- _任务要求_
将下方回文子串题目的文本中从“Alice like strings, especially”起一直到“of lowercase letters.”为止的部分原样照录。

HDU6230-Palindrome

Palindrome

                                                                     Time Limit: 6000/3000 MS (Java/Others)    Memory Limit: 262144/262144 K (Java/Others)
                                                                                               Total Submission(s): 313    Accepted Submission(s): 123

Problem Description

Alice like strings, especially long strings. For each string, she has a special evaluation system to judge how elegant the string is. She defines that a string  S[1..3n−2](n≥2)  is one-and-half palindromic if and only if it satisfies  S[i]=S[2n−i]=S[2n+i−2](1≤i≤n) .For example,  abcbabc  is one-and-half palindromic string, and  abccbaabc  is not. Now, Alice has generated some long strings. She ask for your help to find how many substrings which is one-and-half palindromic.

 

Input

The first line is the number of test cases. For each test case, there is only one line containing a string(the length of strings is less than or equal to  500000 ), this string only consists of lowercase letters.

 

Output

For each test case, output a integer donating the number of one-and-half palindromic substrings.

 

Sample Input

  

   1
ababcbabccbaabc
  

 

Sample Output

  

   2

   

    

     Hint
    
In the example input, there are two substrings which are one-and-half palindromic strings, $abab$ and $abcbabc$.

   
    
  

 

Source

2017中国大学生程序设计竞赛-哈尔滨站-重现赛（感谢哈理工）

 

Recommend

jiangzijing2015

 

题意：给你一个字符串，问其中有多少个子串符合题目中的要求
解题思路：观察可以发现，符合题目要求的子串就是两个回文串构成的，可以先通过Manacher算法求出每个位置的回文半径，并且因为回文串必须是奇数长度的，所以可以不需要添加字符。然后就是要求有多少对i和j，它们的回文半径是可以互相覆盖的到对方的即可，这个可以通过主席树来解决

#include <cstdio>
#include <iostream>
#include <cstring>
#include <string>
#include <algorithm>
#include <vector>
#include <stack>
#include <queue>
#include <map>
#include <set>

using namespace std;

const int INF=0x3f3f3f3f;
#define LL long long
const int maxn=5e5+10;
char ch[maxn];
int p[maxn],len,tot;
int s[maxn],L[maxn*40],R[maxn*40];
LL sum[maxn*40];

void update(int &now,int pre,int l,int r,int p)

已存条目
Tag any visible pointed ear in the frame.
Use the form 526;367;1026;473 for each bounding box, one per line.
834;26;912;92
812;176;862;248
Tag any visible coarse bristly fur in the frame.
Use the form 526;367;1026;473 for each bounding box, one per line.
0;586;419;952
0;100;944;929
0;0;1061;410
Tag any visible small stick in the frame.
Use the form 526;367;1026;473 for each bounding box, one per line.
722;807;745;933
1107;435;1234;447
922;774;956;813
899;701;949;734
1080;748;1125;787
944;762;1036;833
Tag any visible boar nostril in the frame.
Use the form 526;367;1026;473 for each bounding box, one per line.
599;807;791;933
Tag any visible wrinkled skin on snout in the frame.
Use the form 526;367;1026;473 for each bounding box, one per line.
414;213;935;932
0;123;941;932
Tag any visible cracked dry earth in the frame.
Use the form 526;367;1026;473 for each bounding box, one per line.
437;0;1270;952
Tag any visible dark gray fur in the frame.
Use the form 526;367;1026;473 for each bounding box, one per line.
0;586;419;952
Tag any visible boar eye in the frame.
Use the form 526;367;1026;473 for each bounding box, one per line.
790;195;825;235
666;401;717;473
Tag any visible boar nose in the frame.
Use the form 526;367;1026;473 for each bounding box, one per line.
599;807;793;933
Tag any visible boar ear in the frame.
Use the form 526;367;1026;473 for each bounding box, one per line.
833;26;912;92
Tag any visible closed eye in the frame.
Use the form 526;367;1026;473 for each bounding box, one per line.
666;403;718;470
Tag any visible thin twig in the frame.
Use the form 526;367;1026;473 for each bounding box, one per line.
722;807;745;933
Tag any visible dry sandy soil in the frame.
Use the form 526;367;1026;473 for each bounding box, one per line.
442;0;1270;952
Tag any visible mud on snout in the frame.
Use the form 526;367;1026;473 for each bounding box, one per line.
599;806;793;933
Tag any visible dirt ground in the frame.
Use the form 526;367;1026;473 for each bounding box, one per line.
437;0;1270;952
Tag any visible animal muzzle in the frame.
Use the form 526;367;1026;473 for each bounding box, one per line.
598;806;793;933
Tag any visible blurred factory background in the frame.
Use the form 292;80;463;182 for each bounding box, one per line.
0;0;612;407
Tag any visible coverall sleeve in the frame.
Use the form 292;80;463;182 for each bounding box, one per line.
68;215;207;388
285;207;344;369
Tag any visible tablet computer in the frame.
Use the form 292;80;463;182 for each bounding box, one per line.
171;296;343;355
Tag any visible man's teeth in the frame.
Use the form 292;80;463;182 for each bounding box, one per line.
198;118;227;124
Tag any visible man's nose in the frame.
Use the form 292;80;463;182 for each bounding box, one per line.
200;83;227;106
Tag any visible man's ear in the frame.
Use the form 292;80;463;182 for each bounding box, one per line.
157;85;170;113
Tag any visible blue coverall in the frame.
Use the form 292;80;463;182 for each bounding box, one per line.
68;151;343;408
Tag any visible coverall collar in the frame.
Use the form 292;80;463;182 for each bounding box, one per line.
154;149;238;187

- _任务解答_
Alice like strings, especially long strings. For each string, she has a special evaluation system to judge how elegant the string is. She defines that a string  S[1..3n−2](n≥2)  is one-and-half palindromic if and only if it satisfies  S[i]=S[2n−i]=S[2n+i−2](1≤i≤n) .For example,  abcbabc  is one-and-half palindromic string, and  abccbaabc  is not. Now, Alice has generated some long strings. She ask for your help to find how many substrings which is one-and-half palindromic.

 

Input

The first line is the number of test cases. For each test case, there is only one line containing a string(the length of strings is less than or equal to  500000 ), this string only consists of lowercase letters.